Action item:
Write down each entry precisely as given.

Material to process:
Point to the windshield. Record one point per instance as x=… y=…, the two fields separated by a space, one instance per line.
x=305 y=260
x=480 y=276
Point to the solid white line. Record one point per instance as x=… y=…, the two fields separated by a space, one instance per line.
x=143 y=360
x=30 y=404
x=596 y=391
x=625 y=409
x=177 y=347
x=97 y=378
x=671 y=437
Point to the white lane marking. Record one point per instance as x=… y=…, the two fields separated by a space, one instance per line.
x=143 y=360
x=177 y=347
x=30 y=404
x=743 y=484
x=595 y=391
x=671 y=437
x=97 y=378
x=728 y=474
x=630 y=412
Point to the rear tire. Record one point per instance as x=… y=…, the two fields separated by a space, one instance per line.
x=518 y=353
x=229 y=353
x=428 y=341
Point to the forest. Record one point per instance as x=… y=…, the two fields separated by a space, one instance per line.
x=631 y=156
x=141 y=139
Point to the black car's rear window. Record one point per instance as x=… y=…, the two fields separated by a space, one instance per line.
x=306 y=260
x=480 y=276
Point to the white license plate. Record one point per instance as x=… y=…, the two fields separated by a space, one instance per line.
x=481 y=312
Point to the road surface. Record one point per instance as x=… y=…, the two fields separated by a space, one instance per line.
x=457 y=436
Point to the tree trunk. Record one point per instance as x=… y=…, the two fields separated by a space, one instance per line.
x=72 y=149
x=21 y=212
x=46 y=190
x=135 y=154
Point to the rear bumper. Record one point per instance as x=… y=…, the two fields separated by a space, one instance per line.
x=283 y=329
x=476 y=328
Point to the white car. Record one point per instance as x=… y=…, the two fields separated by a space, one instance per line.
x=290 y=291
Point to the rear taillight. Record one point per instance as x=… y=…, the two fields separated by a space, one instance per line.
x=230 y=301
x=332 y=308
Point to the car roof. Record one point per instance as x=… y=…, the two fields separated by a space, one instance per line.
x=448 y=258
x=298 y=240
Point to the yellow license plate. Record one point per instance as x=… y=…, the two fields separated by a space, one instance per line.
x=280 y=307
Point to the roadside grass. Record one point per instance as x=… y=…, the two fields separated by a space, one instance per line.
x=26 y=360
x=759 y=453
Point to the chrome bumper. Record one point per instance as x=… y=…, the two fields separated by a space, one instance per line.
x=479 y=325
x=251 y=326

Answer box:
Point to the windshield. Record one point per instance as x=… y=…, the two fields separated by a space, one instance per line.
x=305 y=260
x=480 y=276
Point to the solid white line. Record one point per instance as x=… y=…, the two fields separated by a space, one instance per line.
x=143 y=360
x=30 y=404
x=596 y=391
x=625 y=409
x=177 y=347
x=97 y=378
x=671 y=437
Point to the white lane marking. Record one point per instance as x=… y=…, the two fields separated by a space, one instance per line.
x=143 y=360
x=177 y=347
x=30 y=404
x=743 y=484
x=595 y=391
x=671 y=437
x=97 y=378
x=728 y=474
x=630 y=412
Point to the rear tire. Record one point per instance as x=… y=…, the two fields separated by a space, one instance per line.
x=518 y=353
x=229 y=353
x=428 y=341
Point to the forest. Record one point per instance as x=… y=…, the two fields separated by a space, one instance per line.
x=631 y=156
x=141 y=139
Point to the black car's rear window. Record one point per instance as x=… y=…, the two fields separated by a space, one instance per line.
x=306 y=260
x=480 y=276
Point to the white license plate. Record one point per instance as x=… y=…, the two fields separated by a space, one instance per line.
x=481 y=312
Point to the road surface. Record one point per instance as x=… y=…, the two fields separated by a space, one instance per line.
x=457 y=436
Point to the tree trunk. Record one point per instance as x=… y=…, the two fields separated by a space, one instance per line.
x=72 y=149
x=21 y=212
x=46 y=190
x=135 y=154
Point to the rear bumper. Record one point per instance as x=… y=…, the two fields separated by a space, one instance per line.
x=283 y=329
x=476 y=328
Point to the white car. Record one point per instance as x=… y=…, the two fields separated by a space, one instance per line.
x=290 y=291
Point to the rear taillight. Record one point per instance as x=… y=…, the two fields separated by a space, one instance per line.
x=230 y=301
x=332 y=308
Point to the car roof. Record one point per instance as x=… y=…, the two fields separated by a space, one instance per line.
x=448 y=258
x=298 y=240
Point to the yellow license plate. Record one point per instance as x=… y=…, the two fields separated by a space, one instance per line.
x=280 y=307
Point to the roadside grass. Record one point per instance as x=… y=…, the two fields separated by a space, one instance per line.
x=26 y=360
x=759 y=453
Point to the chrome bumper. Record one point per instance as x=… y=…, the two fields separated by a space, one instance per line.
x=479 y=325
x=251 y=326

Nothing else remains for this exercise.